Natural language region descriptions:
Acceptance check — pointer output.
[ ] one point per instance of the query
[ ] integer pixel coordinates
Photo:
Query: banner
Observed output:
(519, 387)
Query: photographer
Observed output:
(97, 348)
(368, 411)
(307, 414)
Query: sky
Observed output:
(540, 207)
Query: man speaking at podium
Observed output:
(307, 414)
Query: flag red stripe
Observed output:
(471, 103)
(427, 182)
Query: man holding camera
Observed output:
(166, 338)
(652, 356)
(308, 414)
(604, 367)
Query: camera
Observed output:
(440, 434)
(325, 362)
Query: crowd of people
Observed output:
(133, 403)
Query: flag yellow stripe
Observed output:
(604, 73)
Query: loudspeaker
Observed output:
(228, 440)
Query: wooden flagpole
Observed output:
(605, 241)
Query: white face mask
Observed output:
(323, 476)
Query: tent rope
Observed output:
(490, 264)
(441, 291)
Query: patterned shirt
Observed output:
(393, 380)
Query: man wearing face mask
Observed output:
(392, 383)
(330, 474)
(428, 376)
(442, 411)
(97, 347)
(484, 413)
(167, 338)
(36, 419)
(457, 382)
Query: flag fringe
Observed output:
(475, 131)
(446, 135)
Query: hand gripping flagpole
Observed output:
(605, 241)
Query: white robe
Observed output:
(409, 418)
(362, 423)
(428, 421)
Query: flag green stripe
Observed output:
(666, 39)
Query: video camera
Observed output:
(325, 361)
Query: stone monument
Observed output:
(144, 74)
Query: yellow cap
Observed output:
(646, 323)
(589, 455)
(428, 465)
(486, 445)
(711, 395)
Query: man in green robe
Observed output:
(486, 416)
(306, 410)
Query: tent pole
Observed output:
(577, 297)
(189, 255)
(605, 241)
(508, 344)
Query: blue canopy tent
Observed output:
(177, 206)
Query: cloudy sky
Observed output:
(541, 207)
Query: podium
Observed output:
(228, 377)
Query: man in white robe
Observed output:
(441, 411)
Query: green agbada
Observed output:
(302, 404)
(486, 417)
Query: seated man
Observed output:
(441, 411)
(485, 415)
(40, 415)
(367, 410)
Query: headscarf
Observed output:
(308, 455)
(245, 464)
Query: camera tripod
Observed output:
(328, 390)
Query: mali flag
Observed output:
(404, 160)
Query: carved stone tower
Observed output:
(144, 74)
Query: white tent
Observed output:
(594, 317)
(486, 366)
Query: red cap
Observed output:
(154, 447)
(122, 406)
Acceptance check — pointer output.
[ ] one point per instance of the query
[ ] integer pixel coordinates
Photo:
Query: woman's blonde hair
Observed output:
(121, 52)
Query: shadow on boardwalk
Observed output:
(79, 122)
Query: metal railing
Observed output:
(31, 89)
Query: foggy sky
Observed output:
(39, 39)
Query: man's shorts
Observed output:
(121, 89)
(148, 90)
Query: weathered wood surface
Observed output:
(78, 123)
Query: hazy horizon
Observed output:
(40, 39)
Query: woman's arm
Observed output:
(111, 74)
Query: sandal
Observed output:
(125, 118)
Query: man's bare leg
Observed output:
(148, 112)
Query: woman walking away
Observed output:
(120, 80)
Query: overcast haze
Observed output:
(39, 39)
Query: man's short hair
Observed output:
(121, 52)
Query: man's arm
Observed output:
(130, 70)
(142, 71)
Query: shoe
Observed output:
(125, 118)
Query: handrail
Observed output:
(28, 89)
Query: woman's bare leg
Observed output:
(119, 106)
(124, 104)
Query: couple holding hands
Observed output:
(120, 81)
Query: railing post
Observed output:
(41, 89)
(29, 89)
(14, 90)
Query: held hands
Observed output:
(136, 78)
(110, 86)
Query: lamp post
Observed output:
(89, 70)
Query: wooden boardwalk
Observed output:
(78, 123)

» Problem statement: All entries above need to be copied verbatim.

» Result:
Acceptance check — pointer output.
[ ] one point per instance of the query
[ ] integer pixel coordinates
Photo:
Query: banner
Observed output:
(519, 387)
Query: photographer
Observed output:
(97, 348)
(368, 411)
(307, 414)
Query: sky
Observed output:
(540, 207)
Query: man speaking at podium
Observed output:
(307, 414)
Query: flag red stripe
Observed output:
(471, 103)
(427, 182)
Query: man holding camera
Observed output:
(166, 338)
(652, 356)
(308, 414)
(604, 367)
Query: camera
Observed output:
(440, 434)
(325, 362)
Query: crowd of people
Observed output:
(133, 403)
Query: flag yellow stripe
Observed output:
(604, 73)
Query: loudspeaker
Observed output:
(228, 440)
Query: wooden flagpole
Observed output:
(605, 241)
Query: white face mask
Observed output:
(323, 476)
Query: tent rope
Observed output:
(490, 264)
(441, 291)
Query: patterned shirt
Observed output:
(393, 380)
Query: man wearing face mask
Observed output:
(392, 383)
(330, 474)
(428, 376)
(442, 411)
(97, 347)
(484, 413)
(167, 338)
(36, 419)
(457, 382)
Query: flag fringe
Observed output:
(475, 131)
(446, 135)
Query: hand gripping flagpole
Observed output:
(605, 241)
Query: white robe
Observed output:
(409, 418)
(362, 423)
(428, 421)
Query: flag green stripe
Observed output:
(666, 39)
Query: video camera
Observed output:
(325, 361)
Query: stone monument
Observed output:
(144, 74)
Query: yellow cap
Observed output:
(646, 323)
(589, 455)
(428, 465)
(486, 445)
(711, 395)
Query: man in green robe
Observed output:
(486, 416)
(306, 410)
Query: tent pole
Observed output:
(577, 297)
(189, 255)
(605, 241)
(508, 344)
Query: blue canopy tent
Observed output:
(177, 206)
Query: cloudy sky
Observed output:
(541, 207)
Query: podium
Observed output:
(228, 377)
Query: man in white robe
Observed output:
(441, 411)
Query: green agbada
Observed output:
(302, 404)
(486, 417)
Query: seated man
Observed output:
(441, 411)
(485, 415)
(40, 415)
(367, 410)
Query: headscarf
Observed output:
(308, 455)
(245, 464)
Query: camera tripod
Observed output:
(328, 390)
Query: mali flag
Observed output:
(404, 160)
Query: carved stone tower
Observed output:
(144, 74)
Query: white tent
Observed output:
(594, 317)
(486, 366)
Query: red cap
Observed output:
(154, 447)
(122, 406)
Acceptance check — pointer output.
[ ] one point per instance of the query
[ ] integer pixel coordinates
Photo:
Query: woman's blonde hair
Observed output:
(121, 52)
Query: shadow on boardwalk
Observed output:
(79, 122)
Query: metal railing
Observed output:
(31, 89)
Query: foggy sky
Observed output:
(39, 39)
Query: man's shorts
Observed output:
(121, 89)
(148, 90)
Query: weathered wood surface
Observed output:
(78, 123)
Query: hazy horizon
Observed output:
(40, 39)
Query: woman's arm
Observed output:
(111, 74)
Query: sandal
Observed output:
(125, 118)
Query: man's bare leg
Observed output:
(148, 112)
Query: woman walking away
Observed output:
(120, 80)
Query: overcast haze
Observed output:
(39, 39)
Query: man's short hair
Observed output:
(121, 52)
Query: man's arm
Observed output:
(130, 70)
(142, 71)
Query: shoe
Observed output:
(125, 118)
Query: handrail
Observed output:
(28, 89)
Query: woman's bare leg
Observed output:
(119, 106)
(124, 104)
Query: couple holding hands
Observed output:
(120, 81)
Query: railing post
Observed output:
(41, 89)
(29, 89)
(14, 90)
Query: held hands
Observed output:
(136, 78)
(110, 86)
Query: lamp post
Observed output:
(89, 70)
Query: wooden boardwalk
Observed output:
(78, 123)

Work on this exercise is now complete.